### WRITTEN REQUEST:
Extract every line of the material that contains the string "shirt", with case counting.
══════════════════════════════
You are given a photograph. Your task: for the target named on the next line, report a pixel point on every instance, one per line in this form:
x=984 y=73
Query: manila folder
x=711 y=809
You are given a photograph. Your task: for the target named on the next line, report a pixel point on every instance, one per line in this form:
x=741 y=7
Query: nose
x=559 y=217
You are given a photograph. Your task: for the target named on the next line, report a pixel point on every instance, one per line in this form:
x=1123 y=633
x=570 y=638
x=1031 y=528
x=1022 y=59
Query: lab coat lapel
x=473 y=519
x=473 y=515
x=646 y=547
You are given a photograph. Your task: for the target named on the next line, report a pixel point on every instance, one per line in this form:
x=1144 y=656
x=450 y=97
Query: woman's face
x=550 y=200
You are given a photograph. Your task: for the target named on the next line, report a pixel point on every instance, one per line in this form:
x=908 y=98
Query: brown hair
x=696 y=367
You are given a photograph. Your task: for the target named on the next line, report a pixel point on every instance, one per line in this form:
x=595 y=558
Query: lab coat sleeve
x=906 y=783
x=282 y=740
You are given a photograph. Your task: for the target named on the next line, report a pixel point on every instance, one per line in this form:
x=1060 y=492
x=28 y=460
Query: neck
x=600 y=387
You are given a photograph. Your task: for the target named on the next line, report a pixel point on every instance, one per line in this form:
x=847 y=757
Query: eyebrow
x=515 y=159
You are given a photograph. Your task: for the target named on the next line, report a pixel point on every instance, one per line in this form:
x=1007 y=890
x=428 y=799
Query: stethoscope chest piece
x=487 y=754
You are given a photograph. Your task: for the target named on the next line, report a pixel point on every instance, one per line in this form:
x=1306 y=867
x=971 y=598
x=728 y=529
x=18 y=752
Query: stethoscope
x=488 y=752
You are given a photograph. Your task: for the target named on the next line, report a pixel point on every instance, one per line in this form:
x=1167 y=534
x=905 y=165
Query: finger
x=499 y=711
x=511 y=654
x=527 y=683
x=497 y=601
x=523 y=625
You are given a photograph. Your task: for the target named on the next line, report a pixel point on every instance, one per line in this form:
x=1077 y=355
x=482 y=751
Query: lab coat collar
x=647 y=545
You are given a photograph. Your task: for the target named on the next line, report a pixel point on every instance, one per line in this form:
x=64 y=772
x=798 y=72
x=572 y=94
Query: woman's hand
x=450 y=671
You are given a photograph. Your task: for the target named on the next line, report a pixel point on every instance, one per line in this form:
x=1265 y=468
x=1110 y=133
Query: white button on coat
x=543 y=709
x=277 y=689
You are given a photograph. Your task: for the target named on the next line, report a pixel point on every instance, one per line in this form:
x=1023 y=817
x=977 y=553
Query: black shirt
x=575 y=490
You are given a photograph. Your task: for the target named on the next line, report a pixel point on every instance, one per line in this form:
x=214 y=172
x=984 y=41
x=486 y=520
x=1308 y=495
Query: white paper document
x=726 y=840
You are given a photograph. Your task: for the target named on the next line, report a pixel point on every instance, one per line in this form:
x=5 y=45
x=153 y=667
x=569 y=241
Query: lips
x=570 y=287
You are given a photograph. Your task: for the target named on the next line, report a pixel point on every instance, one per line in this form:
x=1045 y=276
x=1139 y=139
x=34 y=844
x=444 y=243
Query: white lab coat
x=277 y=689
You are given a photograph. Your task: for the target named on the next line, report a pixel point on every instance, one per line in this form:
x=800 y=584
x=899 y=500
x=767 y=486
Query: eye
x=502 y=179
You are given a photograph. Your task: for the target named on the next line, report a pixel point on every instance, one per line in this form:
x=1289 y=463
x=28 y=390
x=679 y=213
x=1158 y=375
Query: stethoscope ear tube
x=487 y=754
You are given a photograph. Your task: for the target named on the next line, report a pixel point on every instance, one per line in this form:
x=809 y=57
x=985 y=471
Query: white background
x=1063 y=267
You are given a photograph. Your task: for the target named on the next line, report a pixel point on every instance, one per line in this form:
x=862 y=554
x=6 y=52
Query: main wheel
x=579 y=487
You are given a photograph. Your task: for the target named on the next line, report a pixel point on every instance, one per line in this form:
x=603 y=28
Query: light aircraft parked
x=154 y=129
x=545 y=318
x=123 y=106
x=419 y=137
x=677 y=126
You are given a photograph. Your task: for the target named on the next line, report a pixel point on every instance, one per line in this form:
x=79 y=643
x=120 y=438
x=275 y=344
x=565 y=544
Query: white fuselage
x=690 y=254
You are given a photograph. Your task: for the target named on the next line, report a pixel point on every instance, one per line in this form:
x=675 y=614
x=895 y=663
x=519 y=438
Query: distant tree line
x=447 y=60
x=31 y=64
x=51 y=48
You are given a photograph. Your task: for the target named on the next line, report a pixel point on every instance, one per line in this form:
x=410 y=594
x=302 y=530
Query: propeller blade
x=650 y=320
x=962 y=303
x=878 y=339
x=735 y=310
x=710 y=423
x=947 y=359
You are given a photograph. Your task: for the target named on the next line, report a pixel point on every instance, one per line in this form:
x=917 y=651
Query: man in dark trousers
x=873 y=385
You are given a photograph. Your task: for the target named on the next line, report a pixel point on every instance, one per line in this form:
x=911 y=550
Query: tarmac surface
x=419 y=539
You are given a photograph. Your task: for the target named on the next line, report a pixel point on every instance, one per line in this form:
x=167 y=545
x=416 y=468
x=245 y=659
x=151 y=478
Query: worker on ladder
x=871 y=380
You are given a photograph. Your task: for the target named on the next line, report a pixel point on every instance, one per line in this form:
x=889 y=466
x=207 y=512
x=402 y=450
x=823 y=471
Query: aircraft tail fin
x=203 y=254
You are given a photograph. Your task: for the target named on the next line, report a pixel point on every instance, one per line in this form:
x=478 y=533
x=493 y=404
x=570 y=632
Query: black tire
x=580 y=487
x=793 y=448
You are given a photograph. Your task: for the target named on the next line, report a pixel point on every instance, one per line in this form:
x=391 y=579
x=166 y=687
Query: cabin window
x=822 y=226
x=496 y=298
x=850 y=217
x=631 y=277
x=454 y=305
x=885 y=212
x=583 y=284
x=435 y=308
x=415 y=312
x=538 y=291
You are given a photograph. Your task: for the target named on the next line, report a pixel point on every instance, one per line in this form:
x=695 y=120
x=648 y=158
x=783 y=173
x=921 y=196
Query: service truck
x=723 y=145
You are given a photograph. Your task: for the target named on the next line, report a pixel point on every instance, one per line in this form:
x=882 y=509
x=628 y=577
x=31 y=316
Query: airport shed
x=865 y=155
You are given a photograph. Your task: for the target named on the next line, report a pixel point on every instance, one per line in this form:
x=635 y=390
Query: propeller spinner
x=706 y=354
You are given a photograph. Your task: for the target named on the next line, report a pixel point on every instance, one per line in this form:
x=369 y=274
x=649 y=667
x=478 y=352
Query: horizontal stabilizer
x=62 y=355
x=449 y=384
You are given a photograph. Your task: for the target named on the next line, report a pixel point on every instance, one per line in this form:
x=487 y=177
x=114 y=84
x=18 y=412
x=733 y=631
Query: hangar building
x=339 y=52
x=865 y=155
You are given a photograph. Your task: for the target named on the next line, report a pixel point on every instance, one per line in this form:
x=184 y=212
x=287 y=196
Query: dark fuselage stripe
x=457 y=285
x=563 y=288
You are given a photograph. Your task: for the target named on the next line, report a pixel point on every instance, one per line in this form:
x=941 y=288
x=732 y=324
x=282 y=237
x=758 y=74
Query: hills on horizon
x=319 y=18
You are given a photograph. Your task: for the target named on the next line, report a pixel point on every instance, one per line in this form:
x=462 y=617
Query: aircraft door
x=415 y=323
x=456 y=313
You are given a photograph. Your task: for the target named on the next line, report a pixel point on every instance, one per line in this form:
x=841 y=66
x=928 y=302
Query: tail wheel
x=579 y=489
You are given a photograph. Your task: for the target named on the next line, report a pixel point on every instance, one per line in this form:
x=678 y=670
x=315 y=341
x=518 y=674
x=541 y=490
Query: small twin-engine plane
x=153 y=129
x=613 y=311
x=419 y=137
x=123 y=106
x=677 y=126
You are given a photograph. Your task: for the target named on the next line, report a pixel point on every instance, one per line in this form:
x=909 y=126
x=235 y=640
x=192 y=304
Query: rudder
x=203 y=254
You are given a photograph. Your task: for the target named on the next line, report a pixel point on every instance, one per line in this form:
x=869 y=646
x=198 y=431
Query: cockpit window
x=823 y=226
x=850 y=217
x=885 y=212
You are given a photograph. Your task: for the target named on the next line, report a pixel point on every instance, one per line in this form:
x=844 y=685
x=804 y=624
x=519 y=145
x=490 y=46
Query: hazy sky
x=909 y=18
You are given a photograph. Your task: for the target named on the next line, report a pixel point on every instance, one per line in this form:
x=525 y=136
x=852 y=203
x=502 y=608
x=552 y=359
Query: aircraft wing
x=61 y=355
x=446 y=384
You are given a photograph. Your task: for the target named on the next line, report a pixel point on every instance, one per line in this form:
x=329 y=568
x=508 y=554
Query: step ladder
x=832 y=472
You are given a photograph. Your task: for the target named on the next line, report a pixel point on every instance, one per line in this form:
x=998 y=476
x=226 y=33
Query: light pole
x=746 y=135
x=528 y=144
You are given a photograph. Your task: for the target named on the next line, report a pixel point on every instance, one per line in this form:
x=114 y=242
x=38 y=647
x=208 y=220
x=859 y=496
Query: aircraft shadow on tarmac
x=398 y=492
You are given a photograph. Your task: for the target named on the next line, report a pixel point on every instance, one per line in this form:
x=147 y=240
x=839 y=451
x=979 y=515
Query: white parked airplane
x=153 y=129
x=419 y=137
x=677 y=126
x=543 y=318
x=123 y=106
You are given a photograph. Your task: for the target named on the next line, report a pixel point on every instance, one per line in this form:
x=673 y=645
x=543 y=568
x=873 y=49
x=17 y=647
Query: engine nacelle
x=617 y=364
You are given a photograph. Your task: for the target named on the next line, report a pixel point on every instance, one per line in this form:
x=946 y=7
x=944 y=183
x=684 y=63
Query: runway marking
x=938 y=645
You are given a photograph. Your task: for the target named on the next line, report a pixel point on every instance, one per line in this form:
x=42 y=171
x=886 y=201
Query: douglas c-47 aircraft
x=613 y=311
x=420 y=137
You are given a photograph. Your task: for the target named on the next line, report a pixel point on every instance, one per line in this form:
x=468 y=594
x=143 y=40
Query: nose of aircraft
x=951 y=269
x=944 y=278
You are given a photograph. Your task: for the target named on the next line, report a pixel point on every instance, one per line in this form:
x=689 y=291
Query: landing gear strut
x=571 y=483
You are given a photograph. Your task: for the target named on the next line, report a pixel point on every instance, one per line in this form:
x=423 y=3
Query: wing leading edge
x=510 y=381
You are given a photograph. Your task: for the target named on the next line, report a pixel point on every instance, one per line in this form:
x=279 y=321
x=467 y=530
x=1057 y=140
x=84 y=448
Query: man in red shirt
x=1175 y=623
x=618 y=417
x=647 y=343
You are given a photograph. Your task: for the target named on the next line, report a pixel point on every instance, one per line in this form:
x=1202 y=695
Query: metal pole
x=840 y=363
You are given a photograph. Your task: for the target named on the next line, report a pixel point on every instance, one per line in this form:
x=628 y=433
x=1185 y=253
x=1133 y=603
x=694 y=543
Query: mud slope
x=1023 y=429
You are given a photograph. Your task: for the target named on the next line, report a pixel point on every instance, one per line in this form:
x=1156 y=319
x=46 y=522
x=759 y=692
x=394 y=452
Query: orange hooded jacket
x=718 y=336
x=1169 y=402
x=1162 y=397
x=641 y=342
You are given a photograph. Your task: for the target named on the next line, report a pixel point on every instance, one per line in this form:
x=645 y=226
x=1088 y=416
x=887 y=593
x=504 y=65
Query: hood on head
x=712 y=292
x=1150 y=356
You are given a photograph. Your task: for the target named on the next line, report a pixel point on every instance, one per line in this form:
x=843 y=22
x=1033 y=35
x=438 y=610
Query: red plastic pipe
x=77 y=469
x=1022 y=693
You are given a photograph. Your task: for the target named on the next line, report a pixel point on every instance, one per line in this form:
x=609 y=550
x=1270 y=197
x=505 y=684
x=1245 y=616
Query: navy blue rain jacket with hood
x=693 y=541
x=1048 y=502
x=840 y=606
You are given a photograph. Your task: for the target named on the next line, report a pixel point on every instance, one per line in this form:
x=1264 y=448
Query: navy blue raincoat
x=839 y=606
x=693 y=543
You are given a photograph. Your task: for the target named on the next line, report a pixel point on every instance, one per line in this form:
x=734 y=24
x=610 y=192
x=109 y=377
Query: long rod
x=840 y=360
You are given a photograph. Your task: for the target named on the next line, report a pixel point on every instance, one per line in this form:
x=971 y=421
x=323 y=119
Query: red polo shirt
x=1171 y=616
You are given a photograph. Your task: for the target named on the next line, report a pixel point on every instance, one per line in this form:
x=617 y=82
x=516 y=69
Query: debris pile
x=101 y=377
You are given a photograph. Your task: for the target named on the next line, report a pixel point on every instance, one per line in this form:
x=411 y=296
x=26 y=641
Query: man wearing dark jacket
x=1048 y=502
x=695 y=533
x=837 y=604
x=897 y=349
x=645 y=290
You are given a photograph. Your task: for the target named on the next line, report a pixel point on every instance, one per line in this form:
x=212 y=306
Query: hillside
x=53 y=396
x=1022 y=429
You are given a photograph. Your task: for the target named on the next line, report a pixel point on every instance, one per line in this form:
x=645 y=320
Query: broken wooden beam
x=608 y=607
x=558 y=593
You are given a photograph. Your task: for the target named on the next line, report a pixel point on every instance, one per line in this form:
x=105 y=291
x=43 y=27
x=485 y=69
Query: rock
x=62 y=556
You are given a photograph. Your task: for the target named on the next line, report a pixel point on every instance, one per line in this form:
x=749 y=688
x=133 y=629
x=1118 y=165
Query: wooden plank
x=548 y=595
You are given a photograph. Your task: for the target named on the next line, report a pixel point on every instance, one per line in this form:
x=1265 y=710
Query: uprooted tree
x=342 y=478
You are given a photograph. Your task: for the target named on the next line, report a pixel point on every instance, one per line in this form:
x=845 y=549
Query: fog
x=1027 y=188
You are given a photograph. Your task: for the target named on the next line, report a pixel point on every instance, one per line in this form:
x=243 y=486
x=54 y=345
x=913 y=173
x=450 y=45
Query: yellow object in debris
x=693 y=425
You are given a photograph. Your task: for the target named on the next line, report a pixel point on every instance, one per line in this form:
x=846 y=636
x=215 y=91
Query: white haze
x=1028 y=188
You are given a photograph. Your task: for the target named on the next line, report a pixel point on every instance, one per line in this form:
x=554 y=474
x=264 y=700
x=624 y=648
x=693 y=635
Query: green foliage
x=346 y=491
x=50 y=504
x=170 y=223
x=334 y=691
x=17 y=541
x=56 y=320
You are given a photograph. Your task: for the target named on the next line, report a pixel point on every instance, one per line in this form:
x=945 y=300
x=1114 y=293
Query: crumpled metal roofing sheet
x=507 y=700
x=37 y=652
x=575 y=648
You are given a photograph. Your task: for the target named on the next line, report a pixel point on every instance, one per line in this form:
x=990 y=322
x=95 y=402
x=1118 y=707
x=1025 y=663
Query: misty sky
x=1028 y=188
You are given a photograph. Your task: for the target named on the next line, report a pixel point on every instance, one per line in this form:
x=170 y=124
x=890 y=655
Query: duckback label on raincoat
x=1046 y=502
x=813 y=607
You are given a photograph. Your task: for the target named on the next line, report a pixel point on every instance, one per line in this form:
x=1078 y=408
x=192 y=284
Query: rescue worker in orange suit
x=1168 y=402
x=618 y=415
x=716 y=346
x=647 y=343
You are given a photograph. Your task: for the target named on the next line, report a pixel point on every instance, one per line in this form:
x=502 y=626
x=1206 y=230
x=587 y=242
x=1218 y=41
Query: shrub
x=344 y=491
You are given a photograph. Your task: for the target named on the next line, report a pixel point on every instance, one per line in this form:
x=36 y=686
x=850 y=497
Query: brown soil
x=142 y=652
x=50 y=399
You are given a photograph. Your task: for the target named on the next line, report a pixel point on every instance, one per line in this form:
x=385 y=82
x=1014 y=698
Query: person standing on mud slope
══════════════════════════════
### SOLVED PROBLEM:
Query: black shirt
Query: man in red shirt
Query: red polo shirt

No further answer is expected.